JIT access changes NHI governance because the access event must be controlled without a human session. When a workload or automation path receives access on demand, the governance model has to prove that issuance, use, and revocation are linked even when no person is present. That is where traditional PAM assumptions break down most often. The practitioner implication is to validate whether your privileged access controls can issue and withdraw machine credentials at the same layer they are consumed.
From our research:
- Only 19.6% of security professionals express strong confidence in their organisation's ability to securely manage non-human workload identities, according to The 2024 Non-Human Identity Security Report.
- 45% of organisations cite lack of credential rotation as the top cause of NHI-related attacks, ahead of inadequate monitoring and over-privileged accounts at 37% each.
- For a broader lifecycle lens, see Ultimate Guide to NHIs for how inventory, rotation, and offboarding fit into one governance model.
What this signals
Credential persistence debt is the pattern to watch as machine identities scale. When secrets are duplicated across repositories, pipelines, and cloud services, the real risk is not just exposure but the inability to prove that access was removed everywhere it existed.
With 85% of organisations lacking full visibility into third-party OAuth-connected vendors, per The State of Non-Human Identity Security, identity governance is drifting toward partial control states rather than true lifecycle ownership.

◇ ◇ ◇

▶ **PROBLEM DESCRIPTION**: Continue the passage on non-human identity governance, starting after its final sentence.

▶ **SOURCE DATA**:
◇ ◇ ◇

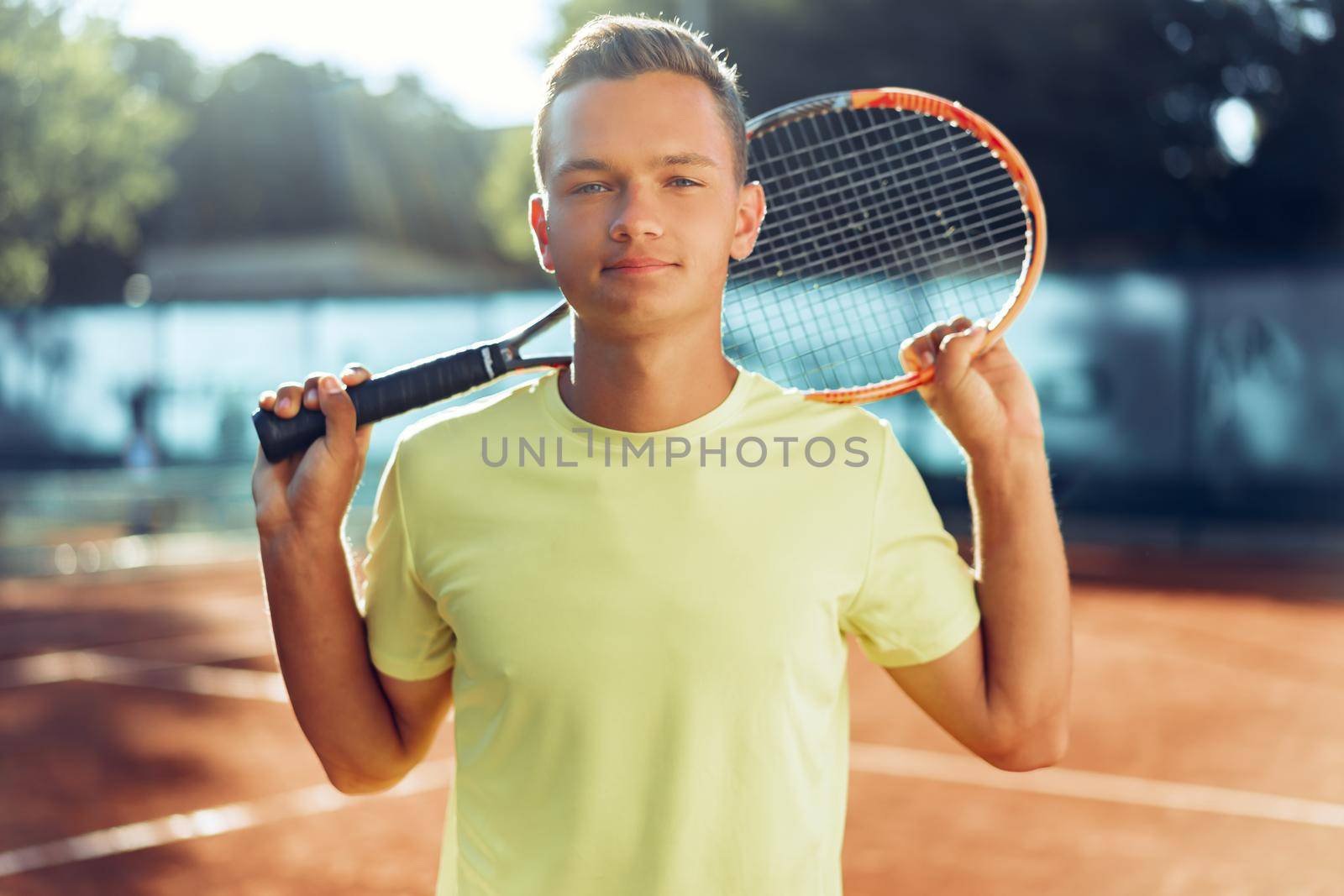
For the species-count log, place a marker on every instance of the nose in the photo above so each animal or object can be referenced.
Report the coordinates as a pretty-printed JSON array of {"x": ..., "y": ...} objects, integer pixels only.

◇ ◇ ◇

▶ **ANSWER TO THE PROBLEM**:
Practitioners should expect PAM and IAM programmes to converge on machine identity lifecycle management, because rotation without discovery and ownership does not close the governance gap. For implementation detail, 52 NHI Breaches Analysis is the clearest companion resource.
For practitioners
- Build a complete non-human identity inventory Discover service accounts, tokens, certificates, and workload identities across cloud, CI/CD, and on-prem environments, then assign an owner and business purpose to each one. Use the inventory to identify orphaned credentials, duplicate secrets, and identities with no clear revocation path.
- Centralise secret issuance and rotation Move secrets out of code repositories, shared chat channels, and local config files into a managed control plane that can enforce rotation, expiry, and audit trails. Prioritise credentials that currently exist in plaintext or are copied across multiple environments.
- Remove standing privilege from workload identities Re-scope non-human access so service accounts and automation identities receive only the permissions needed for the specific task. Pair that with time-bound issuance so privileges expire when the workflow ends, not when a calendar review happens.
- Tie access reviews to machine lifecycle events Trigger reviews when a workload is deployed, repurposed, or decommissioned, not only during human access certification cycles. That lets IAM and PAM teams catch stale access before it becomes an unattended path into production.
Key takeaways
- Non-human identity risk is driven by unmanaged ownership, static secrets, and persistent access, not by identity volume alone.
- The control gap is visible in the data: most organisations are not confident they can secure workload identities, and many still rely on insecure secret handling.
- The practical response is lifecycle governance, meaning discovery, ownership, rotation, least privilege, and time-bound access for every machine identity.
Standards & Framework Alignment
This section maps relevant standards and security frameworks to the operational risks and controls described in this guidance.
OWASP Non-Human Identity Top 10 address the attack and risk surface, while NIST CSF 2.0 and NIST Zero Trust (SP 800-207) set the governance and control requirements practitioners need to meet.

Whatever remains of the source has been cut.